TASK TO COMPLETE. An exact copy of every record below is what's needed here.

DATASET CONTENT.
%%
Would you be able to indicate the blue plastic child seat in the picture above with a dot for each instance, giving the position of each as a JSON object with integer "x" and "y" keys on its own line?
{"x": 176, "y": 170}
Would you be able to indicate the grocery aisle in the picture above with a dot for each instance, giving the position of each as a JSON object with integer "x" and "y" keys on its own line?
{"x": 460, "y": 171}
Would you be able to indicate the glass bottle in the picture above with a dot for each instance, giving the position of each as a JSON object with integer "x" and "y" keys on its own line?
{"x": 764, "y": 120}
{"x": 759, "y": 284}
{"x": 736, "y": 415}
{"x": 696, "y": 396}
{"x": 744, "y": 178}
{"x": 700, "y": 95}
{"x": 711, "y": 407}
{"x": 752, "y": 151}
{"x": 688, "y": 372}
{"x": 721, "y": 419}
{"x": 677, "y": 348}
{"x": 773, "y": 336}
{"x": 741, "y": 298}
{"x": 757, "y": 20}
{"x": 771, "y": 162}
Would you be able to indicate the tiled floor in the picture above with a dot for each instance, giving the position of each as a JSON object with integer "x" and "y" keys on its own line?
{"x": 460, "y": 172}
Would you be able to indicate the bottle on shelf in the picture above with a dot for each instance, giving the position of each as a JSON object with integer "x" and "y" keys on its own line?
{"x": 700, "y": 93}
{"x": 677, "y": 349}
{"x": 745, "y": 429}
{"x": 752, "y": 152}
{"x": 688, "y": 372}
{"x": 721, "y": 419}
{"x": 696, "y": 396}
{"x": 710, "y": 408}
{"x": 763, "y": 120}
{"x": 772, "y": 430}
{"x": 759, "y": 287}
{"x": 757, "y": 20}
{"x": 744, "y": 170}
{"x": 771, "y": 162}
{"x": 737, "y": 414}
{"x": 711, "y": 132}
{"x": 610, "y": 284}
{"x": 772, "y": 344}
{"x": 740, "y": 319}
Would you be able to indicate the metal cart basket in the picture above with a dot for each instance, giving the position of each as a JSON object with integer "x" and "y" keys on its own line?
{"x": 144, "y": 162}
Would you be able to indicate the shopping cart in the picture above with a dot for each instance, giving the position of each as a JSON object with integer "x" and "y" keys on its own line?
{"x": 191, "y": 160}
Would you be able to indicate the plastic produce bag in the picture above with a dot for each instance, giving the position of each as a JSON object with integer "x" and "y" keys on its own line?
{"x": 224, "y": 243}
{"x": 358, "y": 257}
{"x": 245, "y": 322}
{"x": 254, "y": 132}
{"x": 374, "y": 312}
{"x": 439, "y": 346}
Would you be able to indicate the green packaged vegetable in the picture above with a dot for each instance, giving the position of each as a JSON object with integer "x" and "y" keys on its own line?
%%
RESPONSE TO THIS EXERCISE.
Would you be able to indicate the blue plastic child seat in the picture above with a dot for each instance, giving the position of each as a JSON object with integer "x" and "y" keys on its own line?
{"x": 176, "y": 170}
Would you be able to indicate the grocery aisle in the picture above with a dot for each instance, giving the position of each as a JSON object with integer "x" and "y" keys on its own line?
{"x": 460, "y": 171}
Would you be able to indicate the glass bottle in the picture above with a dot for each instance, giving the position of each as a JSON object with integer "x" and "y" keys on its own line?
{"x": 764, "y": 120}
{"x": 759, "y": 284}
{"x": 736, "y": 415}
{"x": 696, "y": 396}
{"x": 744, "y": 178}
{"x": 700, "y": 95}
{"x": 711, "y": 407}
{"x": 752, "y": 151}
{"x": 688, "y": 372}
{"x": 721, "y": 419}
{"x": 677, "y": 348}
{"x": 773, "y": 336}
{"x": 741, "y": 298}
{"x": 757, "y": 20}
{"x": 771, "y": 162}
Would you be able to indicate the tiled floor in the picture above with a dot for each instance, giving the position of each as a JSON object with integer "x" and "y" keys on its own line?
{"x": 460, "y": 172}
Would you be able to indicate the bottle on shelf in the picture above with a dot for each instance, giving the position of each as a JSON object with integer "x" and "y" keys on its own line?
{"x": 700, "y": 93}
{"x": 677, "y": 349}
{"x": 745, "y": 429}
{"x": 752, "y": 152}
{"x": 688, "y": 372}
{"x": 721, "y": 419}
{"x": 696, "y": 396}
{"x": 710, "y": 408}
{"x": 763, "y": 120}
{"x": 772, "y": 430}
{"x": 759, "y": 287}
{"x": 757, "y": 20}
{"x": 744, "y": 170}
{"x": 771, "y": 162}
{"x": 737, "y": 414}
{"x": 711, "y": 132}
{"x": 610, "y": 284}
{"x": 772, "y": 344}
{"x": 740, "y": 319}
Would you be able to indicate the metal cart basket in the picture above with a dot for each instance, giving the position of each as a JSON object with integer "x" and "y" keys on its own line?
{"x": 144, "y": 162}
Would you be able to indicate the shopping cart in the picture above with a dot for each instance, giving the position of each as a JSON object with integer "x" and "y" keys on its own line?
{"x": 191, "y": 160}
Would you be able to indicate the plastic produce bag in the picture above with a dot for each instance, giving the position of each as a JSON object with integer "x" and "y" keys on its own line?
{"x": 224, "y": 243}
{"x": 358, "y": 257}
{"x": 245, "y": 322}
{"x": 254, "y": 132}
{"x": 374, "y": 312}
{"x": 439, "y": 346}
Would you be able to indicate the green packaged vegetable in the picture above with a dot for each instance, giving the position of each as a JSON object with integer "x" and "y" keys on its own line?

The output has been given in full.